▶ _Object location annotation entries_
+++++

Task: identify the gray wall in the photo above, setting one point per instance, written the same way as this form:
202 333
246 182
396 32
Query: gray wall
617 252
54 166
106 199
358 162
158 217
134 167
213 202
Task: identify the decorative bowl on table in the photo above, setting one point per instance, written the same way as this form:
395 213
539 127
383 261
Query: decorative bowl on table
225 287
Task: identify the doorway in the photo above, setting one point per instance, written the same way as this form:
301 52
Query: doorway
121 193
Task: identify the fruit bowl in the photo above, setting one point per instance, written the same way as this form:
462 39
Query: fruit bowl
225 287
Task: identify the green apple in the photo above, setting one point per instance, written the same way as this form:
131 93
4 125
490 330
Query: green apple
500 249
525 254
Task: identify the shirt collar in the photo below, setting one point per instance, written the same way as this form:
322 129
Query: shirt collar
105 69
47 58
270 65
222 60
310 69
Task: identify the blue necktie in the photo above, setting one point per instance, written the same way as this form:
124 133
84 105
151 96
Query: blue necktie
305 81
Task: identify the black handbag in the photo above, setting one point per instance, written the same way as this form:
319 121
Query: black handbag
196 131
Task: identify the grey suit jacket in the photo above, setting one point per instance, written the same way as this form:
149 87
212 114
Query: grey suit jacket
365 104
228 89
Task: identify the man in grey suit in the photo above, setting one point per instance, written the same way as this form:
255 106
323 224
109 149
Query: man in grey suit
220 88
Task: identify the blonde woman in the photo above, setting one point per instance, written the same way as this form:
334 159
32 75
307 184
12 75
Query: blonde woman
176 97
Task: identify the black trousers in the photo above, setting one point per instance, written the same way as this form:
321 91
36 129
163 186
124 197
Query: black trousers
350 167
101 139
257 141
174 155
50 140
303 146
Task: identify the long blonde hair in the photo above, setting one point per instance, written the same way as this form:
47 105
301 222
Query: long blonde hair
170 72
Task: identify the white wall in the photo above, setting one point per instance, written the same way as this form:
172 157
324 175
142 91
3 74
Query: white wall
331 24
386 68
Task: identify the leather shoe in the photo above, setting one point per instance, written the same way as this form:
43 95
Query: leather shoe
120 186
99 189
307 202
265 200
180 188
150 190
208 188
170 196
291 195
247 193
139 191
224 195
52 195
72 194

+++++

▶ _Direction_
Give every line of the entries above as a Markdown table with two columns, Row and Line, numbering the rows in order and leaving out blank lines.

▶ _Solution for this task_
| Row | Line |
|---|---|
| 1 | Task: identify the gray wall in the photo above, setting one point per instance, written the same way as this form: |
| 2 | 202 333 |
| 3 | 246 182 |
| 4 | 396 32 |
| 5 | Query: gray wall |
| 6 | 617 252 |
| 7 | 54 166 |
| 8 | 106 199 |
| 9 | 358 162 |
| 10 | 158 217 |
| 11 | 134 167 |
| 12 | 213 202 |
| 13 | Task: identify the decorative bowl on table in the photo above, setting one point per instance, written the same way as this form: |
| 14 | 395 213 |
| 15 | 539 127 |
| 16 | 383 261 |
| 17 | Query: decorative bowl on table |
| 18 | 225 287 |
| 19 | Task: identify the doorway in the photo above, setting one point per instance, written the same way as this form: |
| 20 | 301 52 |
| 21 | Query: doorway |
| 22 | 121 193 |
| 23 | Task: identify the fruit bowl in the photo above, setting one point per instance, written the same way as this form: |
| 24 | 462 39 |
| 25 | Query: fruit bowl |
| 26 | 225 287 |
| 27 | Task: identify the green apple in the photo above, setting one point per instance, written the same way as this form: |
| 28 | 131 93 |
| 29 | 4 125 |
| 30 | 490 330 |
| 31 | Query: green apple |
| 32 | 500 249 |
| 33 | 525 254 |
| 34 | Task: identify the shirt collar in the photo below, setting one point per instance, written the same way as this form: |
| 35 | 322 129 |
| 36 | Query: shirt collar |
| 37 | 105 69 |
| 38 | 47 58 |
| 39 | 270 65 |
| 40 | 222 60 |
| 41 | 310 69 |
| 42 | Task: identify the blue necktie in the photo above, setting one point per instance, written the same way as this form: |
| 43 | 124 133 |
| 44 | 84 105 |
| 45 | 151 96 |
| 46 | Query: blue necktie |
| 47 | 305 81 |
| 48 | Task: identify the black handbag in the photo above, setting one point per instance, written the same way as this form: |
| 49 | 319 121 |
| 50 | Query: black handbag |
| 51 | 196 131 |
| 52 | Task: identify the grey suit jacket in the photo above, setting one point per instance, written the same way as this form: |
| 53 | 149 87 |
| 54 | 212 114 |
| 55 | Query: grey suit jacket |
| 56 | 365 104 |
| 57 | 228 89 |
| 58 | Task: identify the man in grey suit in the photo above, setting one point per instance, written the same way as this form: |
| 59 | 255 106 |
| 60 | 323 224 |
| 61 | 109 149 |
| 62 | Query: man in grey suit |
| 63 | 220 88 |
| 64 | Task: identify the blonde woman in the photo above, setting one point per instance, written the same way as this form: |
| 65 | 334 159 |
| 66 | 32 75 |
| 67 | 307 184 |
| 68 | 12 75 |
| 69 | Query: blonde woman |
| 70 | 176 97 |
| 71 | Task: identify the black trousers in the photo above, setting one point per instance, written the same way as this form: |
| 72 | 321 91 |
| 73 | 36 129 |
| 74 | 163 186 |
| 75 | 124 197 |
| 76 | Query: black trousers |
| 77 | 350 167 |
| 78 | 101 139 |
| 79 | 257 141 |
| 80 | 174 155 |
| 81 | 50 140 |
| 82 | 303 146 |
| 83 | Task: identify the long blonde hair in the photo above, setting one point per instance, written the same way as this form: |
| 84 | 47 105 |
| 85 | 301 222 |
| 86 | Query: long blonde hair |
| 87 | 170 72 |
| 88 | Task: identify the white wall in the photo above, setting one point per instance, written the same way as this form: |
| 89 | 172 157 |
| 90 | 324 175 |
| 91 | 142 91 |
| 92 | 3 74 |
| 93 | Query: white wall |
| 94 | 331 24 |
| 95 | 386 68 |
| 96 | Task: identify the leather shoe in the photo above, setting one point per instance, written the same way as this form: |
| 97 | 43 95 |
| 98 | Query: leather shoe |
| 99 | 120 186 |
| 100 | 99 189 |
| 101 | 307 202 |
| 102 | 265 200 |
| 103 | 180 188 |
| 104 | 150 190 |
| 105 | 208 188 |
| 106 | 170 196 |
| 107 | 291 195 |
| 108 | 247 193 |
| 109 | 139 191 |
| 110 | 224 195 |
| 111 | 52 195 |
| 112 | 72 194 |